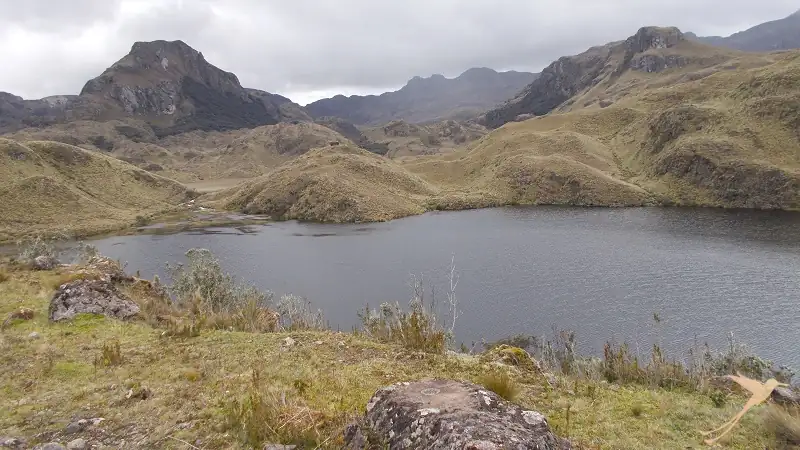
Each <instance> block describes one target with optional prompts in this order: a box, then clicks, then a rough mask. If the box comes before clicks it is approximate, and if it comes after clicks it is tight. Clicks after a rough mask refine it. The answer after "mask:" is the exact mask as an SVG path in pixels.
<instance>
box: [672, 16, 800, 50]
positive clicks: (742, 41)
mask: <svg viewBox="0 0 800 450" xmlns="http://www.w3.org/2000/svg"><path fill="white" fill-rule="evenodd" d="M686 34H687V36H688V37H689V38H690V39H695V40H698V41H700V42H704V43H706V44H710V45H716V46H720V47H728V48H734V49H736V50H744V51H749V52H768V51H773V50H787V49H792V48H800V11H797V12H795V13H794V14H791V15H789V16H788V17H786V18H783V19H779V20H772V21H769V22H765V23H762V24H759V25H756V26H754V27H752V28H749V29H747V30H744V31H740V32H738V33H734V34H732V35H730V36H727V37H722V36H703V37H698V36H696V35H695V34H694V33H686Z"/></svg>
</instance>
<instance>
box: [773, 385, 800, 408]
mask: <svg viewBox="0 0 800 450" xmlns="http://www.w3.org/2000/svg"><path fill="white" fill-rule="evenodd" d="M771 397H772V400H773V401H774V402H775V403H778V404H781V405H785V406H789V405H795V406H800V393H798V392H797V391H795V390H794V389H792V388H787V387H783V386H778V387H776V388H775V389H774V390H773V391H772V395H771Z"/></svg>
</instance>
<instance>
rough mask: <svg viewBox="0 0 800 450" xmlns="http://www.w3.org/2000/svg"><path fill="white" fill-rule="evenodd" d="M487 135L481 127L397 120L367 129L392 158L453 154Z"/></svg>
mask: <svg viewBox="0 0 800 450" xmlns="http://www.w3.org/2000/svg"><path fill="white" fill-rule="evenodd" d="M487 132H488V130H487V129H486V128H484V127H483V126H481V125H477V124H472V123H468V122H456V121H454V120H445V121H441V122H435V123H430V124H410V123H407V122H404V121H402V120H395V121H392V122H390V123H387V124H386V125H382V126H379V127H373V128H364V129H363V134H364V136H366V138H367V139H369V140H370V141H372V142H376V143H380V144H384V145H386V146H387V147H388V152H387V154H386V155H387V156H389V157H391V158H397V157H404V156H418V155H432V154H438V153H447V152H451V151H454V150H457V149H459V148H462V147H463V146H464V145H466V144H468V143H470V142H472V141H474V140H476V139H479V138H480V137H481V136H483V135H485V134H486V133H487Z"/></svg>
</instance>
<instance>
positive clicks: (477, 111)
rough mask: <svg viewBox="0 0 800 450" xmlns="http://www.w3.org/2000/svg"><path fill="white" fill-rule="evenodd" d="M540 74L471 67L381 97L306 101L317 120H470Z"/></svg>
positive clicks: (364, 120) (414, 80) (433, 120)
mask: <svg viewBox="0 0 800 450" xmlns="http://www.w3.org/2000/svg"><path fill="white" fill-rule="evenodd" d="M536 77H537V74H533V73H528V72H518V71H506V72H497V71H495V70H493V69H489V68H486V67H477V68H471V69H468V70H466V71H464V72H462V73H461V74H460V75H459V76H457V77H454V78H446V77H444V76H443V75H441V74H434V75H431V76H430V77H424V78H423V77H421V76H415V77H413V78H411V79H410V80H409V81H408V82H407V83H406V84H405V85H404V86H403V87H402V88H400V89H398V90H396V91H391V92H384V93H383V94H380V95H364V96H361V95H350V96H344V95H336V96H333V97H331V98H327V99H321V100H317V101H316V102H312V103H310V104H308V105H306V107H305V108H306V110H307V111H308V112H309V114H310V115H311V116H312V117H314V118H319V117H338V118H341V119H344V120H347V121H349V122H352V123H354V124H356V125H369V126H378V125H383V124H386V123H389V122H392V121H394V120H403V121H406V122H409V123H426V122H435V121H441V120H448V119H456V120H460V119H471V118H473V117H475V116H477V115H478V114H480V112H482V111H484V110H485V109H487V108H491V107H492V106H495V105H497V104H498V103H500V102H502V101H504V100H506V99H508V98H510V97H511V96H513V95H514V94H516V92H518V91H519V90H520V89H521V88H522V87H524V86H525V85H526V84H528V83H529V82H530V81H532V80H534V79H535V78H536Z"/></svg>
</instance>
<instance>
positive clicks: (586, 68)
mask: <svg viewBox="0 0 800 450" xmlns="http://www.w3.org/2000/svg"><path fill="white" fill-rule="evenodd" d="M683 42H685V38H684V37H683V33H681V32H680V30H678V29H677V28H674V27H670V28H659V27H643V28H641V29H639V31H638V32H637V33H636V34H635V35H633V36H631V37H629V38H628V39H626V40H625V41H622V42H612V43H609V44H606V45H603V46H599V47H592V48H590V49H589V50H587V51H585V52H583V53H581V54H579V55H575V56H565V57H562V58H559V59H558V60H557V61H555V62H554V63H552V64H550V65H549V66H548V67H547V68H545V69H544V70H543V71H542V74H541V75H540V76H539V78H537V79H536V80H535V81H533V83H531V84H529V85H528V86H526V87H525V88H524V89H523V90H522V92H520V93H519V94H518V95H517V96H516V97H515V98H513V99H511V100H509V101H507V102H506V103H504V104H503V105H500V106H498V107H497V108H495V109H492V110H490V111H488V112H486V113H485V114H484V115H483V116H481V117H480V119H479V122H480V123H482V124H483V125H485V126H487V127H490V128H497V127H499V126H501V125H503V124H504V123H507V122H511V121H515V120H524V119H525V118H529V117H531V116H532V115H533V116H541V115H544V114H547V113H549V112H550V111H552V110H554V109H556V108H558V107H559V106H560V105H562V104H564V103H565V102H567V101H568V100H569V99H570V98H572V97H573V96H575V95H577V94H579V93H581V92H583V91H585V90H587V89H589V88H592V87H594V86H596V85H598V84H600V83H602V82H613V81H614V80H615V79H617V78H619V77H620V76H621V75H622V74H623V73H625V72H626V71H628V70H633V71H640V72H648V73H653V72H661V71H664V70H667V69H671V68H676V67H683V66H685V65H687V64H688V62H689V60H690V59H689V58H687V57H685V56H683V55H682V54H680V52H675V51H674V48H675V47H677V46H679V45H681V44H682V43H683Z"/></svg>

§ §

■ What you should do ■
Switch "positive clicks" to "foreground clicks" throughout the records above and give their lines again with nothing else altered, leaving out the pictures.

■ Solution below ■
Each <instance> block describes one target with optional prompts in this order: a box, then clicks, then a rough mask. If the box comes before clicks it is approximate, and if it comes after clicks it is tight. Clicks after a rough mask refine it. The answer after "mask:" is the exact mask as an SVG path in pixels.
<instance>
box: [672, 16, 800, 50]
foreground clicks: (742, 41)
mask: <svg viewBox="0 0 800 450" xmlns="http://www.w3.org/2000/svg"><path fill="white" fill-rule="evenodd" d="M686 34H687V36H688V37H689V38H690V39H695V40H698V41H700V42H704V43H706V44H710V45H716V46H720V47H728V48H734V49H736V50H744V51H749V52H768V51H773V50H787V49H792V48H800V11H797V12H795V13H794V14H791V15H789V16H788V17H786V18H783V19H779V20H772V21H769V22H765V23H762V24H759V25H756V26H754V27H752V28H749V29H747V30H744V31H740V32H738V33H734V34H732V35H730V36H727V37H722V36H703V37H698V36H696V35H695V34H694V33H686Z"/></svg>
</instance>
<instance>
box: [773, 385, 800, 408]
mask: <svg viewBox="0 0 800 450" xmlns="http://www.w3.org/2000/svg"><path fill="white" fill-rule="evenodd" d="M771 397H772V400H773V401H774V402H775V403H778V404H781V405H785V406H789V405H795V406H800V393H798V392H797V391H795V390H794V389H792V388H787V387H783V386H778V387H776V388H775V389H774V390H773V391H772V395H771Z"/></svg>
</instance>
<instance>
rough mask: <svg viewBox="0 0 800 450" xmlns="http://www.w3.org/2000/svg"><path fill="white" fill-rule="evenodd" d="M487 135L481 127L397 120L367 129L392 158L453 154Z"/></svg>
mask: <svg viewBox="0 0 800 450" xmlns="http://www.w3.org/2000/svg"><path fill="white" fill-rule="evenodd" d="M487 132H488V130H487V129H486V128H484V127H483V126H481V125H477V124H472V123H468V122H456V121H454V120H445V121H441V122H435V123H430V124H410V123H407V122H404V121H402V120H395V121H392V122H390V123H387V124H386V125H382V126H379V127H373V128H364V129H363V134H364V136H366V138H367V139H369V140H370V141H372V142H376V143H380V144H384V145H386V146H387V147H388V152H387V154H386V155H387V156H389V157H391V158H397V157H404V156H418V155H432V154H438V153H447V152H451V151H454V150H457V149H459V148H462V147H463V146H464V145H466V144H468V143H470V142H472V141H474V140H476V139H479V138H480V137H481V136H483V135H485V134H486V133H487Z"/></svg>
</instance>
<instance>
foreground clicks: (477, 111)
rough mask: <svg viewBox="0 0 800 450" xmlns="http://www.w3.org/2000/svg"><path fill="white" fill-rule="evenodd" d="M540 74L471 67L381 97L306 101L317 120H470Z"/></svg>
foreground clicks: (364, 120) (414, 80) (433, 120)
mask: <svg viewBox="0 0 800 450" xmlns="http://www.w3.org/2000/svg"><path fill="white" fill-rule="evenodd" d="M536 77H537V74H533V73H528V72H518V71H506V72H497V71H495V70H493V69H489V68H486V67H477V68H471V69H468V70H466V71H464V72H462V73H461V74H460V75H459V76H457V77H454V78H446V77H444V76H443V75H441V74H434V75H431V76H430V77H424V78H423V77H421V76H415V77H413V78H411V79H410V80H409V81H408V82H407V83H406V84H405V85H404V86H403V87H402V88H400V89H398V90H396V91H391V92H384V93H383V94H380V95H364V96H361V95H350V96H344V95H336V96H333V97H331V98H327V99H321V100H317V101H316V102H312V103H310V104H308V105H306V107H305V108H306V110H307V111H308V112H309V114H310V115H311V116H312V117H314V118H319V117H338V118H341V119H344V120H347V121H349V122H352V123H354V124H356V125H369V126H378V125H383V124H386V123H389V122H392V121H394V120H403V121H406V122H409V123H426V122H435V121H441V120H448V119H456V120H460V119H471V118H473V117H475V116H477V115H478V114H480V112H482V111H484V110H485V109H487V108H491V107H492V106H495V105H497V104H498V103H500V102H502V101H504V100H506V99H508V98H510V97H511V96H513V95H514V94H516V92H518V91H519V90H520V89H521V88H522V87H524V86H525V85H526V84H528V83H529V82H530V81H532V80H534V79H535V78H536Z"/></svg>
</instance>
<instance>
foreground clicks: (586, 68)
mask: <svg viewBox="0 0 800 450" xmlns="http://www.w3.org/2000/svg"><path fill="white" fill-rule="evenodd" d="M683 42H685V38H684V37H683V33H681V32H680V30H678V29H677V28H674V27H670V28H659V27H643V28H641V29H639V31H638V32H637V33H636V34H635V35H633V36H631V37H629V38H628V39H626V40H625V41H622V42H612V43H609V44H606V45H603V46H599V47H592V48H590V49H589V50H587V51H585V52H583V53H581V54H579V55H575V56H565V57H562V58H559V59H558V60H557V61H555V62H554V63H552V64H550V65H549V66H548V67H547V68H545V69H544V70H543V71H542V74H541V75H540V76H539V78H537V79H536V80H535V81H533V83H531V84H529V85H528V86H526V87H525V88H524V89H523V90H522V92H520V93H519V94H518V95H517V96H516V97H515V98H513V99H511V100H509V101H507V102H506V103H504V104H503V105H500V106H498V107H497V108H495V109H492V110H490V111H488V112H486V113H485V114H484V115H483V116H481V117H480V119H479V122H480V123H482V124H483V125H485V126H487V127H490V128H497V127H499V126H501V125H503V124H504V123H507V122H511V121H515V120H524V119H525V118H529V117H531V116H532V115H533V116H541V115H544V114H547V113H549V112H550V111H552V110H554V109H556V108H558V107H559V106H560V105H562V104H564V103H565V102H567V101H568V100H569V99H570V98H572V97H573V96H575V95H577V94H579V93H581V92H583V91H585V90H587V89H589V88H592V87H594V86H596V85H598V84H600V83H602V82H613V81H614V80H615V79H617V78H619V77H620V76H621V75H622V74H623V73H625V72H626V71H628V70H633V71H640V72H648V73H653V72H661V71H664V70H667V69H671V68H676V67H683V66H685V65H687V64H688V62H689V60H690V59H689V58H687V57H685V56H683V55H682V54H680V52H675V51H674V48H675V47H677V46H679V45H681V44H682V43H683Z"/></svg>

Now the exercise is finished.